(Problem to solve)
Exact wording is required: transcribe all the entries and leave the images out.

________________

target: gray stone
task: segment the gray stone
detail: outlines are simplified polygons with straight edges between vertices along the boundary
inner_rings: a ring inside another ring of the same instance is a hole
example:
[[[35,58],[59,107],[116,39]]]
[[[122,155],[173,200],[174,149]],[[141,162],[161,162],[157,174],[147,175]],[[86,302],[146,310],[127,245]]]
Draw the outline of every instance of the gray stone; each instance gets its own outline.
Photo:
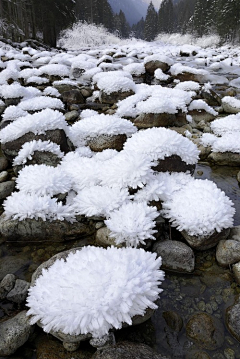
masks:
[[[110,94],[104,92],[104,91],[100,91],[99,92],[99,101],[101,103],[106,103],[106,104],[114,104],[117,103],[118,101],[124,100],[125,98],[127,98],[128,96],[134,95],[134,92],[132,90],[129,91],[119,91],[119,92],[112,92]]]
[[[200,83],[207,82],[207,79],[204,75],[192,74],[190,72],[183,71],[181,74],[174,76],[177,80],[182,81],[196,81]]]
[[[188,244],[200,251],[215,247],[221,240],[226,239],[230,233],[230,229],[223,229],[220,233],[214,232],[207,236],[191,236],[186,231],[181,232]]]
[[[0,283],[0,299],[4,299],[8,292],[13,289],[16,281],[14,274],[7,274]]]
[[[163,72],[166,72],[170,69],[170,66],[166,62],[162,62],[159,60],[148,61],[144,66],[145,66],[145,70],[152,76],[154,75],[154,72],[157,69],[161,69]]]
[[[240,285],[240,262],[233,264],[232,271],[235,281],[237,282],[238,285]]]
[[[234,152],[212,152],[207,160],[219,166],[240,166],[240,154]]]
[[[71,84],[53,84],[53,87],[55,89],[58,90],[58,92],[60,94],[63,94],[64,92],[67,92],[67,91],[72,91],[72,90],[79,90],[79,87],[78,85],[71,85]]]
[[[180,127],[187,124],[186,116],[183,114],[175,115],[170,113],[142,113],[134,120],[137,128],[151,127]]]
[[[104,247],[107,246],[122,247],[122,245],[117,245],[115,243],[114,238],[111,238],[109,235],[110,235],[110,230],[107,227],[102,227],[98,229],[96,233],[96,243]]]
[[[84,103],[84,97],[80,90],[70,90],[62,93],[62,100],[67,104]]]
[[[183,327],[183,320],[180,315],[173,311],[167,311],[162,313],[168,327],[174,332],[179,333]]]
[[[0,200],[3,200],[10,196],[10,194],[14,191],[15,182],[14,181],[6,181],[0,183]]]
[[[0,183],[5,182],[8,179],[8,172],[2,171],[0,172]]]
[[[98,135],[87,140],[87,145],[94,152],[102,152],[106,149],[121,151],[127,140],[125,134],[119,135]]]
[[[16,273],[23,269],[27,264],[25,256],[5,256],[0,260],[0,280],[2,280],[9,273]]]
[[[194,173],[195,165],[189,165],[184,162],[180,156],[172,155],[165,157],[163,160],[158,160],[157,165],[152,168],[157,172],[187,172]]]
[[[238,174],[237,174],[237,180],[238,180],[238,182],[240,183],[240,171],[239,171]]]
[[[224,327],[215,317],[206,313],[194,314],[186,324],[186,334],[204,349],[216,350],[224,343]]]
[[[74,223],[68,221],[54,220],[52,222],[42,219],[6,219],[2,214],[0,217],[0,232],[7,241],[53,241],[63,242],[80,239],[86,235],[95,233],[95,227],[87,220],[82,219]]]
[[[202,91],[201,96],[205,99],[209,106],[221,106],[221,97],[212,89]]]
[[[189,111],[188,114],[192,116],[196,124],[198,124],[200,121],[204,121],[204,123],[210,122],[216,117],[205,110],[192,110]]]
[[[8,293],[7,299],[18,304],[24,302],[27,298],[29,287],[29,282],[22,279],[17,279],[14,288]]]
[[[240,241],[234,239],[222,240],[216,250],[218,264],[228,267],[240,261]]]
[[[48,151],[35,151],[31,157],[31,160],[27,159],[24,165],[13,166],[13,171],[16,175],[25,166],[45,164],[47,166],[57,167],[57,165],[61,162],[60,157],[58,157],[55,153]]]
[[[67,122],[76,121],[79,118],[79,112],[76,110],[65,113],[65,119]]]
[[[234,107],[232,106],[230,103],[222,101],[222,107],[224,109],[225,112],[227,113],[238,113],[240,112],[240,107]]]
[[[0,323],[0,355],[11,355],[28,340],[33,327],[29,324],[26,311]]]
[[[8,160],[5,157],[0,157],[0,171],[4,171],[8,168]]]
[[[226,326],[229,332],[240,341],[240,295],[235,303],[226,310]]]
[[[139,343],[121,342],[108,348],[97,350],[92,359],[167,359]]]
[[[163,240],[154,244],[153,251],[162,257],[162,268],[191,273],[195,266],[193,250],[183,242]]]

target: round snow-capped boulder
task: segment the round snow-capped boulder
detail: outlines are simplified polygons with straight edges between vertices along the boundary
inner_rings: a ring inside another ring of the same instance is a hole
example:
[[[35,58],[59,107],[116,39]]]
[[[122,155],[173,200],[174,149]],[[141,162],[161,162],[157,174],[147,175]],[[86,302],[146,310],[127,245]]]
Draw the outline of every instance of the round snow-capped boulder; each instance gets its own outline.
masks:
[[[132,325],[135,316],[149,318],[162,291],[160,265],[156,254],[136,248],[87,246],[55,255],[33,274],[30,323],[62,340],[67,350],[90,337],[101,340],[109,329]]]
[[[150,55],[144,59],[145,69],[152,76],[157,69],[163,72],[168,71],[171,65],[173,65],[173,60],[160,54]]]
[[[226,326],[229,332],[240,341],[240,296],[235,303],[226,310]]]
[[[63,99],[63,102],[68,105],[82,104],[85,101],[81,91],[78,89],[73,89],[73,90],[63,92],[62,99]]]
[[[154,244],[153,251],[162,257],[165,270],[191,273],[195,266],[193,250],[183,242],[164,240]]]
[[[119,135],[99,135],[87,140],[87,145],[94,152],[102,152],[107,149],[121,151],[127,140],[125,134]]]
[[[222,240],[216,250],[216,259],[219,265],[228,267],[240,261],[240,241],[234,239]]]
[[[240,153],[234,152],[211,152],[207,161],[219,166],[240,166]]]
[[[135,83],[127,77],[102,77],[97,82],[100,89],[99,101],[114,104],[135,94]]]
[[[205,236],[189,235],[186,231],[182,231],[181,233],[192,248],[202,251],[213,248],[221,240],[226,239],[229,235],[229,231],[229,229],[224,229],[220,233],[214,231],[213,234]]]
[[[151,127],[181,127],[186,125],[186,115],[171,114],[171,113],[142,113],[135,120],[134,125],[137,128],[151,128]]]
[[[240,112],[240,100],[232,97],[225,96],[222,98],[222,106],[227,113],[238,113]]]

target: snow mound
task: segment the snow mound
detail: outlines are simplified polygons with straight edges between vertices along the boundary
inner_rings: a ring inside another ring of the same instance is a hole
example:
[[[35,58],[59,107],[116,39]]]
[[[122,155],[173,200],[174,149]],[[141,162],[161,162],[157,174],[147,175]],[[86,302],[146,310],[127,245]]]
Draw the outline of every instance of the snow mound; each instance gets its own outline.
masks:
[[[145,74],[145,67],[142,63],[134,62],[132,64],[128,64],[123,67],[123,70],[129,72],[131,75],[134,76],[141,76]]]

________________

(Reply to the task)
target: gray stone
task: segment the gray stone
detail: outlines are simplified polygons with straight edges between vertices along the boundary
inner_rings: a ring inside another ring of the same instance is a hole
example:
[[[35,58],[59,107],[116,39]]]
[[[122,155],[173,200],[174,149]],[[141,162],[161,162],[157,174],[147,175]],[[86,302],[146,310],[127,245]]]
Draw the outline of every instance of the gray stone; each instance gets its own outline.
Photo:
masks:
[[[110,94],[104,92],[104,91],[100,91],[99,92],[99,101],[101,103],[106,103],[106,104],[114,104],[117,103],[118,101],[124,100],[125,98],[127,98],[128,96],[134,95],[134,92],[132,90],[129,91],[119,91],[119,92],[112,92]]]
[[[200,83],[207,82],[207,79],[204,75],[192,74],[190,72],[183,71],[181,74],[174,76],[177,80],[182,81],[196,81]]]
[[[188,244],[200,251],[215,247],[221,240],[226,239],[230,233],[230,229],[223,229],[220,233],[214,232],[207,236],[191,236],[186,231],[181,232]]]
[[[0,283],[0,299],[4,299],[8,292],[13,289],[16,281],[14,274],[7,274]]]
[[[163,72],[166,72],[170,69],[170,66],[166,62],[162,62],[159,60],[148,61],[144,66],[145,66],[145,70],[152,76],[154,75],[154,72],[157,69],[161,69]]]
[[[240,285],[240,262],[233,264],[232,271],[235,281],[237,282],[238,285]]]
[[[234,152],[212,152],[207,160],[219,166],[240,166],[240,154]]]
[[[71,84],[53,84],[53,87],[55,89],[58,90],[58,92],[60,94],[63,94],[64,92],[67,92],[67,91],[72,91],[72,90],[79,90],[79,87],[78,85],[71,85]]]
[[[180,127],[187,124],[186,116],[183,114],[175,115],[170,113],[142,113],[134,120],[137,128],[151,127]]]
[[[104,247],[107,246],[122,247],[122,245],[117,245],[115,243],[114,238],[111,238],[109,235],[110,235],[110,230],[107,227],[102,227],[98,229],[96,233],[96,243]]]
[[[84,103],[84,97],[80,90],[70,90],[62,93],[62,100],[67,104]]]
[[[183,327],[183,320],[180,315],[173,311],[167,311],[162,313],[168,327],[174,332],[179,333]]]
[[[0,200],[3,200],[10,196],[10,194],[14,191],[15,182],[14,181],[6,181],[0,183]]]
[[[0,183],[5,182],[8,179],[8,172],[2,171],[0,172]]]
[[[98,135],[87,140],[87,145],[94,152],[102,152],[106,149],[121,151],[127,140],[125,134],[119,135]]]
[[[16,273],[23,269],[27,264],[25,256],[5,256],[0,260],[0,280],[2,280],[9,273]]]
[[[194,173],[195,165],[189,165],[184,162],[180,156],[172,155],[165,157],[163,160],[158,160],[157,165],[152,168],[157,172],[187,172]]]
[[[238,174],[237,174],[237,180],[238,180],[238,182],[240,183],[240,171],[239,171]]]
[[[224,327],[215,317],[206,313],[194,314],[186,324],[186,334],[204,349],[216,350],[224,343]]]
[[[74,223],[68,221],[54,220],[52,222],[42,219],[6,219],[2,214],[0,217],[0,232],[7,241],[53,241],[63,242],[80,239],[86,235],[95,233],[95,227],[87,220],[82,219]]]
[[[202,91],[201,96],[205,99],[209,106],[221,106],[221,97],[212,89]]]
[[[189,111],[188,114],[192,116],[196,124],[198,124],[200,121],[204,121],[204,123],[210,122],[216,117],[205,110],[192,110]]]
[[[8,293],[7,299],[18,304],[24,302],[27,298],[29,287],[29,282],[22,279],[17,279],[14,288]]]
[[[240,241],[234,239],[222,240],[216,250],[218,264],[228,267],[240,261]]]
[[[48,151],[35,151],[31,157],[31,160],[27,159],[24,165],[13,166],[13,171],[16,175],[25,166],[45,164],[47,166],[57,167],[57,165],[61,162],[60,157],[58,157],[55,153]]]
[[[67,122],[76,121],[79,118],[79,112],[76,110],[65,113],[65,119]]]
[[[234,107],[232,106],[230,103],[222,101],[222,107],[224,109],[225,112],[227,113],[238,113],[240,112],[240,107]]]
[[[0,323],[0,355],[11,355],[28,340],[33,327],[29,324],[26,311]]]
[[[8,160],[5,157],[0,157],[0,171],[4,171],[8,168]]]
[[[226,326],[229,332],[240,341],[240,295],[235,303],[226,310]]]
[[[139,343],[121,342],[108,348],[97,350],[92,359],[167,359]]]
[[[163,240],[154,244],[153,251],[162,257],[162,268],[191,273],[195,266],[193,250],[183,242]]]

target: round snow-capped boulder
task: segment the round snow-capped boulder
detail: outlines are simplified polygons with straight edges between vertices along the boundary
inner_rings: a ring inside another ring of the same instance is a hole
example:
[[[35,58],[59,107],[116,39]]]
[[[122,155],[173,200],[174,149]],[[141,162],[161,162],[157,174],[147,175]],[[86,302],[146,310],[127,245]]]
Draw the outline of every instance of the round snow-capped boulder; each instance gets its own outline.
masks:
[[[132,325],[135,316],[149,318],[162,291],[160,265],[156,254],[136,248],[87,246],[55,255],[33,274],[30,323],[62,340],[67,350],[90,337],[101,340],[109,329]]]
[[[150,55],[144,59],[145,69],[152,76],[157,69],[163,72],[168,71],[171,65],[173,65],[173,60],[160,54]]]
[[[226,326],[229,332],[240,341],[240,296],[235,303],[226,310]]]
[[[63,99],[63,102],[68,105],[82,104],[85,101],[81,91],[78,89],[73,89],[73,90],[63,92],[62,99]]]
[[[154,244],[153,251],[162,257],[165,270],[191,273],[195,266],[193,250],[183,242],[164,240]]]
[[[119,135],[99,135],[87,140],[87,145],[94,152],[102,152],[107,149],[121,151],[127,140],[125,134]]]
[[[222,240],[216,250],[216,259],[219,265],[228,267],[240,261],[240,241],[234,239]]]
[[[240,153],[234,152],[211,152],[207,161],[219,166],[240,166]]]
[[[135,83],[127,77],[102,77],[97,82],[100,89],[99,101],[114,104],[135,94]]]
[[[205,236],[189,235],[186,231],[182,231],[181,233],[192,248],[202,251],[213,248],[221,240],[226,239],[229,235],[229,231],[229,229],[224,229],[220,233],[214,231],[213,234]]]
[[[151,127],[181,127],[186,125],[186,115],[171,114],[171,113],[142,113],[135,120],[134,125],[137,128],[151,128]]]
[[[240,112],[240,100],[232,97],[225,96],[222,98],[222,106],[227,113],[238,113]]]

target: snow mound
task: segment the snow mound
detail: outlines are simplified polygons with straight edges between vertices along the boundary
inner_rings: a ring inside another ring of the same instance is a hole
example:
[[[35,58],[59,107],[116,39]]]
[[[122,155],[173,200],[174,149]],[[141,162],[161,162],[157,174],[147,175]],[[86,302],[146,310],[127,245]]]
Draw the outline of every instance of the snow mound; each instance gets its own outline.
masks:
[[[145,74],[145,67],[142,63],[134,62],[132,64],[128,64],[123,67],[123,70],[129,72],[131,75],[134,76],[141,76]]]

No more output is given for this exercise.